- TUJUAN -
Jawab pertanyaan berikut berdasarkan artikel tentang diskusi sampah di Tangerang Raya.
1. Di mana episode ke-3 Diskusi Tangerang Raya diadakan?
2. Siapa nama lengkap aktivis yang akrab disapa Kang Huda?
3. Apa nama bank sampah berskala kabupaten yang baru dibentuk di Kabupaten Tangerang?
═══ TEKS YANG DIBERIKAN ═══
TANGERANG, Pelitabanten .com — Diskusi Tangerang Raya (DTR) Dwi Mingguan yang digagas oleh Kajian Politik Nasional (KPN), Visi Nusantara, Perekat Demokrasi memasuki episode ke-3, Jumat (10/11/2023) di Loteng Cafe, Kota Tangerang. Kali ini mengangkat topik tentang permasalahan tata kelola sampah yang ada di wilayah Kota Tangerang, Kota Tangerang Selatan, dan Kabupaten Tangerang (Tangerang Raya).
Dalam paparannya, Direktur Eksekutif Visi Nusantara (Vinus), Subandi Musbah mengatakan bahwa pengelolaan sampah selama 10 tahun kepemimpinan di Tangerang Raya masih menyisakan berbagai masalah, walaupun pihak Pemerintah Kabupaten dan Kota terus melancarkan berbagai kebijakan guna memuaskan masyarakat dalam hal pelayanan.
“Salah satu contoh, Pemkab Tangerang tidak punya grand design jangka panjang dalam mengatasi sampah. Banyak anggaran tetapi tidak ada perencanaan yang strategis bermutu, padahal resource-nya banyak. Apakah itu SDM, APBD bahkan dana desa,” ujarnya.
Hal senada juga dikatakan, Direktur Eksekutif Perekat Demokrasi, Khoirun Huda. Aktivis yang akrab disapa Kang Huda ini menambahkan, sampah di Kabupaten Tangerang akan menjadi masalah sosial masyarakat yang serius jika tidak segera dilakukan penanganan secara komprehensif dan dalam skala prioritas pembangunan.
“Konflik masyarakat akan terjadi ketika ada persoalan yang tak kunjung bisa diselesaikan. Nah sampah di Kab Tangerang ini salah satunya. Banyaknya aduan soal TPA Jatiwaringin Mauk, sampah maupun limbah pabrik yang mencemari lingkungan sekitar. Langkah taktis cepat harus segera diambil, manfaatkan sumber daya APBD yang besar dan dana desa bisa menjadi solusi cepat. Tapi juga perencanaan yang matang,” ujarnya.
Sekretaris Dinas Lingkungan Hidup Kabupaten Tangerang Budi Khumaedi menyatakan bahwa pihak Pemkab telah berusaha untuk mengatasi persoalan sampah yang ada di wilayahnya melalui program bank sampah serta Perda Tahun 2023 yang isinya menyempurnakan Perda Tahun 2016.
“Memang kami akui pengolahan yang dijalankan masih konvensional, namun kami terus berupaya memberikan pelayanan yang terbaik. Baru saja dibentuk Bank Sampah Induk (BSI) berskala Kabupaten yang diharapkan dapat mereduksi sampah yang ada di Kabupaten Tangerang,” ungkapnya.
Dalam kesempatan yang sama Sekretaris Dinas Lingkungan Hidup Kota Tangerang, Dadang Basuki menyatakan bahwa pihaknya mencoba mengadopsi beberapa teknologi untuk mengurangi jumlah sampah yang harus dibuang ke tempat pembuangan akhir atau TPA.
═══ DATA MENTAH ═══
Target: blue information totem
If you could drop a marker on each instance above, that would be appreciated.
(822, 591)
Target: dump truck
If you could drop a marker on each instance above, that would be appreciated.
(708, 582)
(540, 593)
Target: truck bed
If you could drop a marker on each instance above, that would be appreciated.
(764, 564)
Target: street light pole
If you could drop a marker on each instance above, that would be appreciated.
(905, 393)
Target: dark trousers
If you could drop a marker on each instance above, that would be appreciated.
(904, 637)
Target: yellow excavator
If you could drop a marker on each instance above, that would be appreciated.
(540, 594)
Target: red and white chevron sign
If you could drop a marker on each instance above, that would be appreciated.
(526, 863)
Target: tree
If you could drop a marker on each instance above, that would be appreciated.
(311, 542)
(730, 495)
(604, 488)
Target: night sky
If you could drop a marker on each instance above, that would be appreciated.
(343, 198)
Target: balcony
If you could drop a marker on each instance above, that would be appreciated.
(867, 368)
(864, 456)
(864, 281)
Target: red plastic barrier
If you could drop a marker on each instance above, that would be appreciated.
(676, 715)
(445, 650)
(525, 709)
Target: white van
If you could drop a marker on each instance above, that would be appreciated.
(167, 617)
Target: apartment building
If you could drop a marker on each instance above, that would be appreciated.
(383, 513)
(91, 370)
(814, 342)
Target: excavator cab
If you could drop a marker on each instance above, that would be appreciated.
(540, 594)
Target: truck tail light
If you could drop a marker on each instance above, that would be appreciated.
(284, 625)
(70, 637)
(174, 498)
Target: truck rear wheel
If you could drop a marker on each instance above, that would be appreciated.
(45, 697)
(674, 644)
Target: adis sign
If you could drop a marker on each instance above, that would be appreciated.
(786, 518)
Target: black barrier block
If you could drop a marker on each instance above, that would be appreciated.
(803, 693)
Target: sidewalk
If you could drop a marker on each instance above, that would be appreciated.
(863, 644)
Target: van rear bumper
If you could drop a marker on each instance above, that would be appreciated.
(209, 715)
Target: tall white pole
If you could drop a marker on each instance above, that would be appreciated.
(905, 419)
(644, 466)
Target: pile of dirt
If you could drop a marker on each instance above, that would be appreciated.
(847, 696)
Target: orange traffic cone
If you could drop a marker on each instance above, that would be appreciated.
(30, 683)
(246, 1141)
═══
- JAWABAN TERTULIS -
1. Di Loteng Cafe, Kota Tangerang.
2. Khoirun Huda.
3. Bank Sampah Induk (BSI).